> [STUDY QUESTIONS]
(a) Do these statements agree with the passage on Anthoor? Answer yes or no for each, quoting the deciding words. (i) Anthoor lies about 7 km from Taliparamba town. (ii) Kannapuram borders Anthoor on the east. (iii) The name Anthoor means "small village."
(b) Which places does the passage on Anthoor name as sharing a border with it?

═════ TEXT SEGMENT ═════

Anthoor is a municipality in the Kannur district of the North Malabar region in the Indian state of Kerala. Anthoor is located roughly 15 km from the Kannur City, and 7 km from Taliparamba town.

Geography
Almost half of Anthoor's border is surrounded by two scenic rivers, the Valapattanam Puzha and the Kuttikkol Puzha. The backwaters at Vellikkeel Eco Tourism Park are a tourist spot.

Anthoor shares borders with Taliparamba and Kurumathur to the north, Kalliasseri and Pappinisseri to the south, Kannapuram to the west, and Mayyil, Kolachery, and Narath to the east.

Etymology
The name Anthoor means "large village." Due to its large size, the town was split into two villages, Anthoor and Morazha. The hill of Anthoor has been mentioned in many Theyyam folk songs and Thottam Pattu (തോറ്റം പാട്ട്).

═════ EXCERPTED DATA ═════

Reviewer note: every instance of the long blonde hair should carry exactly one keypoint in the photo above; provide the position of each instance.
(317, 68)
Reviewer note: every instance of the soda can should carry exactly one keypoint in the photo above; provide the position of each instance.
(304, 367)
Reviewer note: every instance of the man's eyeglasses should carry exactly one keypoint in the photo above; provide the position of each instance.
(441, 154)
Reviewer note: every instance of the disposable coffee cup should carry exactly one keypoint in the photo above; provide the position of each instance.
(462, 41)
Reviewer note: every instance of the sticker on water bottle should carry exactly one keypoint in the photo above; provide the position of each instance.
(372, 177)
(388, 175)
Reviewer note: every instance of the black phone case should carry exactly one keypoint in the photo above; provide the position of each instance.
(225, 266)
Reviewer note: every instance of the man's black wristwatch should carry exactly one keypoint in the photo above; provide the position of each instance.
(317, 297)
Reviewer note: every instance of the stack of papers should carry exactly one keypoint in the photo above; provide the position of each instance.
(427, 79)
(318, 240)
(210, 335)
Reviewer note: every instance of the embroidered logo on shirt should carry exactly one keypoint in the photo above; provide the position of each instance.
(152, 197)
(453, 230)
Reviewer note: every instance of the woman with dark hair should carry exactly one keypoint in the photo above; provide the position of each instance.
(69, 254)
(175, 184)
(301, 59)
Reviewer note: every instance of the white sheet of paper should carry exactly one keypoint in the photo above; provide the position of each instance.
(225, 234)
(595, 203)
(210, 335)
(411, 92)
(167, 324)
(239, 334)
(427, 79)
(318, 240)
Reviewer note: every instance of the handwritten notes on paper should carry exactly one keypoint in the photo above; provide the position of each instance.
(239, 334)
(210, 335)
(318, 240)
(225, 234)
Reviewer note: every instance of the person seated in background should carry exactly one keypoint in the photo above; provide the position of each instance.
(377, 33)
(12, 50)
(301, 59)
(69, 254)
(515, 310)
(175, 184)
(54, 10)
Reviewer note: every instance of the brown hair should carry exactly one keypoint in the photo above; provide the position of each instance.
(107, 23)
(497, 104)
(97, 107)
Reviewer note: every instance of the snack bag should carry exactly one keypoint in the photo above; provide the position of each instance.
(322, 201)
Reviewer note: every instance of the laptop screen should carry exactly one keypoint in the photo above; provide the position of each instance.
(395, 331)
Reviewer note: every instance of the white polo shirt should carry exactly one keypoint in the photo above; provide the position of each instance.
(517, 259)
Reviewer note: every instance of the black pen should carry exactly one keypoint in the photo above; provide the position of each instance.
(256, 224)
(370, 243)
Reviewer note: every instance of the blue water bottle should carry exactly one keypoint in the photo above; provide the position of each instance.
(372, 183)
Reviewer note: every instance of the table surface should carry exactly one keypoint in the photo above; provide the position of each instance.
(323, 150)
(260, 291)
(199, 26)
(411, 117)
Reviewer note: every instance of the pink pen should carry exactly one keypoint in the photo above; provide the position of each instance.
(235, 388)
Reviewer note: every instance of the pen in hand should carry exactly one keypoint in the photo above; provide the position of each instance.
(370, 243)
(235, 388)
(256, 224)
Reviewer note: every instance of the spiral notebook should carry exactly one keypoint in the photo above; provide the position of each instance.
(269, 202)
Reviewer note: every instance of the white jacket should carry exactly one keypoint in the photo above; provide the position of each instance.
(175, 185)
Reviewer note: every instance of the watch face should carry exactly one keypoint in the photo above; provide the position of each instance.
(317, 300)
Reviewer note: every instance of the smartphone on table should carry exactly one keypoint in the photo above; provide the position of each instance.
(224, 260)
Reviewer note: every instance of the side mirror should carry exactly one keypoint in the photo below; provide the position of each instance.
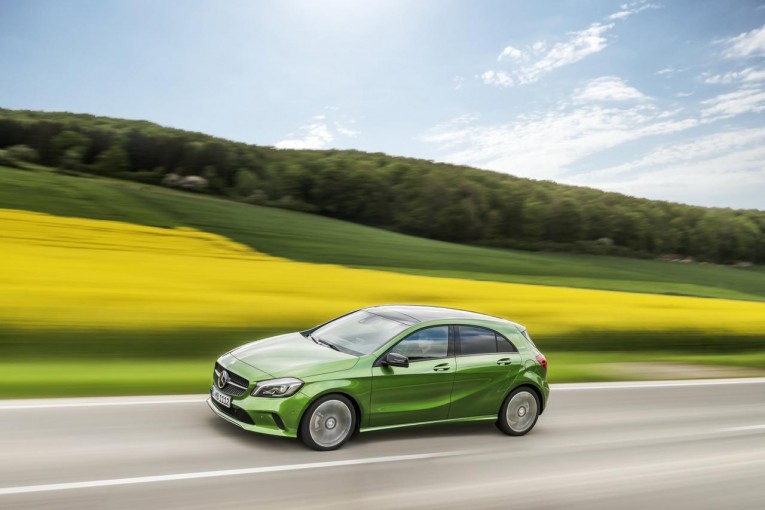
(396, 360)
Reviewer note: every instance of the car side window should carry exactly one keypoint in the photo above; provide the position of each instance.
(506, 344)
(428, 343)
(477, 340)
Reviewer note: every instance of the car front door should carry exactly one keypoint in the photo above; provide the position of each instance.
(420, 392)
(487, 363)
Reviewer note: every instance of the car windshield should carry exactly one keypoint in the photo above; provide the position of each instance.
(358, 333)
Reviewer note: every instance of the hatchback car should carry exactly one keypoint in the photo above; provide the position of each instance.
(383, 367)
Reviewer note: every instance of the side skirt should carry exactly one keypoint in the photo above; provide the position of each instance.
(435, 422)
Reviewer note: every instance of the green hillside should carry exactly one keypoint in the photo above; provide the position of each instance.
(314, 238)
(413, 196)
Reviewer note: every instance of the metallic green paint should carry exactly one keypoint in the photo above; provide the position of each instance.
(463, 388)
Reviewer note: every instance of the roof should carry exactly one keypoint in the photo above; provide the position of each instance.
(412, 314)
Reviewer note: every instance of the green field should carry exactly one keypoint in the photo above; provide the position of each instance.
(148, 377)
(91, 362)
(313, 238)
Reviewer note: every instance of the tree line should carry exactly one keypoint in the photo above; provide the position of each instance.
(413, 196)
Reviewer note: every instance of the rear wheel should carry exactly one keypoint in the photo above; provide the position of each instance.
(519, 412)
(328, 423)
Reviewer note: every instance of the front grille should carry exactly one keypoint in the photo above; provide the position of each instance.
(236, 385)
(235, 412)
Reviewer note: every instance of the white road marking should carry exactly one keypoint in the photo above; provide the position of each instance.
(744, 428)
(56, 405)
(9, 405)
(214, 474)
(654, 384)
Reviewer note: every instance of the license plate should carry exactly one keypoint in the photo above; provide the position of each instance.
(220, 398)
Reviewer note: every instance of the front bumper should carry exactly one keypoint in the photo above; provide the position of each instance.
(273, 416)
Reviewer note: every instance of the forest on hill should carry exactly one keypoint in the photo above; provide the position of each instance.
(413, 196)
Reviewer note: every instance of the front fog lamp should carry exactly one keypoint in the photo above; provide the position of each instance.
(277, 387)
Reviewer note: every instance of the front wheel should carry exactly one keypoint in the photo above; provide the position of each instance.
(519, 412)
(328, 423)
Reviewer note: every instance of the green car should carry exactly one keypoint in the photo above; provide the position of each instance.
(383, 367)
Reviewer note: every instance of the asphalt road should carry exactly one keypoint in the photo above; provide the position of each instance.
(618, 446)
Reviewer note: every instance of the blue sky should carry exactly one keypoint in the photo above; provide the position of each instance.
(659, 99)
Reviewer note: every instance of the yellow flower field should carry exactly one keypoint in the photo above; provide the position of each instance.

═════

> [TASK-BY-TASK RESULTS]
(a)
(i) Yes: "7 km from Taliparamba town"
(ii) No: "Kannapuram to the west"
(iii) No: "The name Anthoor means "large village.""

(b) Taliparamba, Kurumathur, Kalliasseri, Pappinisseri, Kannapuram, Mayyil, Kolachery, Narath